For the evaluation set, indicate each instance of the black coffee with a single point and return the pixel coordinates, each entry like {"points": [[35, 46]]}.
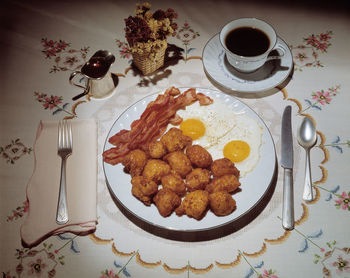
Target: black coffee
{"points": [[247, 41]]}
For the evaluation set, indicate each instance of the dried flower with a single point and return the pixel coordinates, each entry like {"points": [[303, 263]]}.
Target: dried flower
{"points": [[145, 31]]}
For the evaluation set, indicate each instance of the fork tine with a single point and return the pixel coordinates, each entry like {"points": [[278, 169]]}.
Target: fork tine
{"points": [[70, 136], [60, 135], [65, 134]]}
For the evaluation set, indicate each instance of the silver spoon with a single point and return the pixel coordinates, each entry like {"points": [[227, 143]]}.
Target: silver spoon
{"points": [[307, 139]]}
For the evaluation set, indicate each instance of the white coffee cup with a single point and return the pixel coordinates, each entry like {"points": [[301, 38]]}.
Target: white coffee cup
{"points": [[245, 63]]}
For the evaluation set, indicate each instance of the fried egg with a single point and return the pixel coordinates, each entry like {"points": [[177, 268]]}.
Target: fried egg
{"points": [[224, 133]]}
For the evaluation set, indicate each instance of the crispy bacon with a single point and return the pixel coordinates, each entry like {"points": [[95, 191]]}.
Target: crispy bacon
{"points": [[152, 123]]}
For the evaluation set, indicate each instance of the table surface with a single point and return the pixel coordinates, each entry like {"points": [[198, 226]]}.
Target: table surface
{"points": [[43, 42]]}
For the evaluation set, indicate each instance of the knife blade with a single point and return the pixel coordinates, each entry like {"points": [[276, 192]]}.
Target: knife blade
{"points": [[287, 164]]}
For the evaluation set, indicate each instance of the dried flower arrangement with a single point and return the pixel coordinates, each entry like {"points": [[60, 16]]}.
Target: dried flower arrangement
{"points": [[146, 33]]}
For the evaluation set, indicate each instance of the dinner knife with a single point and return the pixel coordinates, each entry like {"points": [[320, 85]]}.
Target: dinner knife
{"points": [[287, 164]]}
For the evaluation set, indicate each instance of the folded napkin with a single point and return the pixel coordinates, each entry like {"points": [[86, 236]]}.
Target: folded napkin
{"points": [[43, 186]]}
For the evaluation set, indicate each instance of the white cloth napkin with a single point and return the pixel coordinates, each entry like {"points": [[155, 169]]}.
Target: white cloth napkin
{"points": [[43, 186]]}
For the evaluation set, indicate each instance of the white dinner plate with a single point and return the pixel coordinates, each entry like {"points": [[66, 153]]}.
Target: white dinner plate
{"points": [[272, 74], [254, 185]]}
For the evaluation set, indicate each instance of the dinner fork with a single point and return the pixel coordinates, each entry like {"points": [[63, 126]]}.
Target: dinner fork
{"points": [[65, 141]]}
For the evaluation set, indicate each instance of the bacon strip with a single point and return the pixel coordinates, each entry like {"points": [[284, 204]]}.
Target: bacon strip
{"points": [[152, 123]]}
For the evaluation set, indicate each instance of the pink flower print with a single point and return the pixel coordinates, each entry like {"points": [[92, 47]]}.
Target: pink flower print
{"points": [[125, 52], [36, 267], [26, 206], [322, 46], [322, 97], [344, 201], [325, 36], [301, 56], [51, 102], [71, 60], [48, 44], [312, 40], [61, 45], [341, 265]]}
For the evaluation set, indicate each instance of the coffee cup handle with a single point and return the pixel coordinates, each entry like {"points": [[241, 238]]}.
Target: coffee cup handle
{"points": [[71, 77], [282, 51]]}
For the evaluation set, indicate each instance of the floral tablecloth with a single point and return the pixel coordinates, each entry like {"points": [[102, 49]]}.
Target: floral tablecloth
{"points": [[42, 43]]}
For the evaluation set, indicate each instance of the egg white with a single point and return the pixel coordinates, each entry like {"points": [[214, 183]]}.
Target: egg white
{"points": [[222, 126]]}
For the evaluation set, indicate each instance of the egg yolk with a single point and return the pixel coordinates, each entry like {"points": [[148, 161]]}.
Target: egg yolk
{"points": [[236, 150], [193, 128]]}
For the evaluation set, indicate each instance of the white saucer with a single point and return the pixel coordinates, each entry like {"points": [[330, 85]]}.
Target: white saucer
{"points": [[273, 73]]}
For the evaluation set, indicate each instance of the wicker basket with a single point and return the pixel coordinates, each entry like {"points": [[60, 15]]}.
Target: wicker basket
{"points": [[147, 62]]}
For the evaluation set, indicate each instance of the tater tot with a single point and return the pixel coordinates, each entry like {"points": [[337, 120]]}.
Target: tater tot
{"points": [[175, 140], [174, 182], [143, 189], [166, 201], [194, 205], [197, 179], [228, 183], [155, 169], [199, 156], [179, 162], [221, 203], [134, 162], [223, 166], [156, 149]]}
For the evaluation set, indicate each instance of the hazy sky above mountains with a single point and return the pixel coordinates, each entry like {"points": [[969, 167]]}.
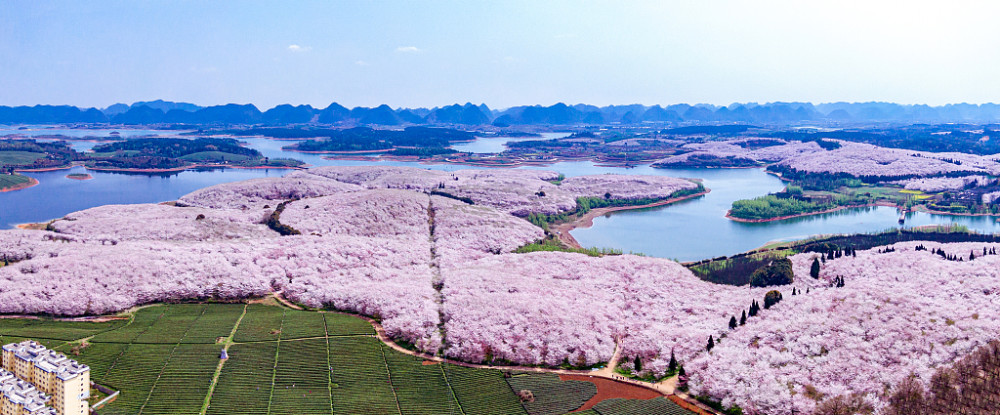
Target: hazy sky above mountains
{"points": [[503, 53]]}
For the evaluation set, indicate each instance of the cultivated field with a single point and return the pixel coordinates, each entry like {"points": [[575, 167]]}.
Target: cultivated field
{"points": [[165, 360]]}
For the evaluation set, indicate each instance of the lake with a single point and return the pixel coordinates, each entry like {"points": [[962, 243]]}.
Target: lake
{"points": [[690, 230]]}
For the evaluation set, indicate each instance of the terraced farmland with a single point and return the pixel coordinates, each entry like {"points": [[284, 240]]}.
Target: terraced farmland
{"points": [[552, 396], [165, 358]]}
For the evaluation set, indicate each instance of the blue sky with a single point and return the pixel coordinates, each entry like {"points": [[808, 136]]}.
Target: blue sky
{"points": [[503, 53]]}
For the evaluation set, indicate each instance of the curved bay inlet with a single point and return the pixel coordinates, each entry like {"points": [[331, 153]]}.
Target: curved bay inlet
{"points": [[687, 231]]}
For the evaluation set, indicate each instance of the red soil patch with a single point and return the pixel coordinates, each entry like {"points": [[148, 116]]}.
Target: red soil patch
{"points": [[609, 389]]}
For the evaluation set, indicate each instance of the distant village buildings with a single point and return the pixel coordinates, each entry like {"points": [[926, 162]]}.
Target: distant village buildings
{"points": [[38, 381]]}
--------
== GOAL ==
Rewrite all of the material above as a numbered list with no blank lines, leaving out the pictures.

== ANSWER IN FULL ==
1. For the evaluation set, indicate each instance of the black coffee with a single point and return the pixel coordinates, each entry like {"points": [[35, 46]]}.
2. Target: black coffee
3. {"points": [[247, 41]]}
4. For the evaluation set, indicate each instance of the dried flower with a single point and return the pixel coordinates, each entry like {"points": [[303, 263]]}.
5. Target: dried flower
6. {"points": [[145, 31]]}
7. For the evaluation set, indicate each instance of the fork tine with a single point and return the pixel coordinates, each entry like {"points": [[278, 169]]}.
8. Target: fork tine
9. {"points": [[70, 136], [60, 135], [65, 134]]}
10. For the evaluation set, indicate each instance of the silver spoon with a single point and return the pixel coordinates, each entry like {"points": [[227, 143]]}.
11. Target: silver spoon
12. {"points": [[307, 139]]}
13. For the evaluation set, indicate each instance of the white coffee cup with a single point and return the pixel coordinates, each entry like {"points": [[301, 38]]}.
14. Target: white coffee cup
15. {"points": [[245, 63]]}
16. For the evaluation set, indicate each instance of the fried egg with a single point and return the pixel coordinates, each entry like {"points": [[177, 268]]}.
17. Target: fried egg
18. {"points": [[224, 133]]}
19. For the evaluation set, indicate each instance of the crispy bacon with a single point and return the pixel coordinates, each entry like {"points": [[95, 191]]}.
20. Target: crispy bacon
21. {"points": [[152, 123]]}
22. For the evaluation set, indicate each instance of the table surface with a single point and return the pixel coordinates, each entry like {"points": [[198, 226]]}.
23. Target: table surface
24. {"points": [[43, 42]]}
25. For the evaluation set, indicate each instance of the knife blade with a single point and return the pixel coordinates, each entry like {"points": [[276, 192]]}.
26. Target: knife blade
27. {"points": [[287, 164]]}
28. For the evaluation set, indicate each instance of the dried flower arrangement with a single point and return the pixel coordinates, each entry like {"points": [[60, 16]]}.
29. Target: dried flower arrangement
30. {"points": [[146, 33]]}
31. For the evaluation set, indicate each instance of the dinner knife with a single point and return the pixel coordinates, each entry like {"points": [[320, 85]]}.
32. Target: dinner knife
33. {"points": [[287, 164]]}
34. For the evaluation set, indicate each instance of the folded napkin with a single point and return the pixel coordinates, each entry like {"points": [[86, 236]]}.
35. Target: folded napkin
36. {"points": [[43, 186]]}
37. For the evaluation set, indicate each instance of the white cloth napkin with a single point and return the pixel coordinates, each entry like {"points": [[155, 169]]}.
38. Target: white cloth napkin
39. {"points": [[43, 186]]}
40. For the evaluation set, indicate each instance of the white dinner plate with a single point and return the pixel coordinates, each entry like {"points": [[66, 153]]}.
41. Target: white dinner plate
42. {"points": [[272, 74], [254, 185]]}
43. For the evaluation set, indicate each instance of the dinner fork with a single point and return the pixel coordinates, each entry like {"points": [[63, 126]]}.
44. Target: dinner fork
45. {"points": [[65, 141]]}
46. For the evaluation set, indicate each instance of the bacon strip with a single point and return the pixel coordinates, each entry like {"points": [[284, 204]]}.
47. Target: bacon strip
48. {"points": [[152, 123]]}
49. For the evaluation set, indicate each instance of the pink flower print with a single point and return the pixel coordinates, each entry like {"points": [[92, 47]]}.
50. Target: pink flower print
51. {"points": [[125, 52], [36, 267], [26, 206], [322, 46], [322, 97], [344, 201], [325, 36], [301, 56], [51, 102], [71, 60], [48, 44], [312, 40], [61, 45], [341, 265]]}
52. For the evaluation set, indicate each instance of the coffee cup handle with a single point and return the pixel coordinates, each entry like {"points": [[241, 238]]}.
53. Target: coffee cup handle
54. {"points": [[71, 77], [282, 51]]}
55. For the evaluation set, indicate each instance of the floral tablecloth with a single point and return the pixel coordinates, each entry like {"points": [[102, 49]]}.
56. Target: floral tablecloth
57. {"points": [[42, 43]]}
58. For the evaluation set, indicate each instance of the egg white with a single point and return the pixel coordinates, each entry like {"points": [[214, 183]]}.
59. Target: egg white
60. {"points": [[222, 126]]}
61. For the evaluation set, indicate each instance of the egg yolk with a single point and return the pixel coordinates, each entry like {"points": [[148, 161]]}.
62. Target: egg yolk
63. {"points": [[236, 150], [193, 128]]}
64. For the evaluation set, indicate each instance of the white saucer with a single point and return the pixel coordinates, each entry like {"points": [[330, 85]]}.
65. Target: white saucer
66. {"points": [[273, 73]]}
67. For the evaluation set, indicate each instance of the wicker basket with a single point and return the pixel coordinates, each entry like {"points": [[60, 15]]}.
68. Target: wicker basket
69. {"points": [[147, 62]]}
70. For the evaluation set, indicate each instance of the tater tot with a single point and return the pixel coordinates, each entry like {"points": [[337, 120]]}.
71. Target: tater tot
72. {"points": [[175, 140], [174, 182], [143, 189], [166, 201], [194, 205], [197, 179], [228, 183], [155, 169], [199, 156], [179, 162], [221, 203], [134, 162], [223, 166], [156, 149]]}
73. For the evaluation set, indicate each instance of the hazy sky above mountains with a single point and return the pixel coordinates, each entry like {"points": [[969, 167]]}.
74. Target: hazy sky above mountains
75. {"points": [[503, 53]]}
76. For the evaluation set, indicate each instance of the cultivated field with a single point and return the pixel coordinates, each entry like {"points": [[575, 167]]}.
77. Target: cultivated field
78. {"points": [[165, 360]]}
79. For the evaluation set, indicate each instance of the lake with a single point and return the pixel coordinates, each entry like {"points": [[962, 243]]}.
80. Target: lake
81. {"points": [[690, 230]]}
82. For the evaluation set, indicate each instance of the terraced farmland with a single point and return the pixel coordinates, each entry like {"points": [[284, 240]]}.
83. Target: terraced farmland
84. {"points": [[552, 396], [165, 358]]}
85. For the evaluation set, indicate each instance of the blue sky with a single point and return the pixel coordinates, each entry like {"points": [[808, 136]]}.
86. Target: blue sky
87. {"points": [[503, 53]]}
88. For the evaluation set, indicate each instance of the curved bay inlet with a single point and return the pixel coordinates, each entry like {"points": [[331, 153]]}.
89. Target: curved bay inlet
90. {"points": [[687, 231]]}
91. For the evaluation set, indicate each instance of the red soil patch with a single point and return the pixel coordinates, each entry like {"points": [[148, 116]]}.
92. Target: red soil patch
93. {"points": [[609, 389]]}
94. For the evaluation set, indicate each instance of the distant village buildings with a single point and return the pixel coordinates, each entry like {"points": [[926, 162]]}.
95. Target: distant village buildings
96. {"points": [[38, 381]]}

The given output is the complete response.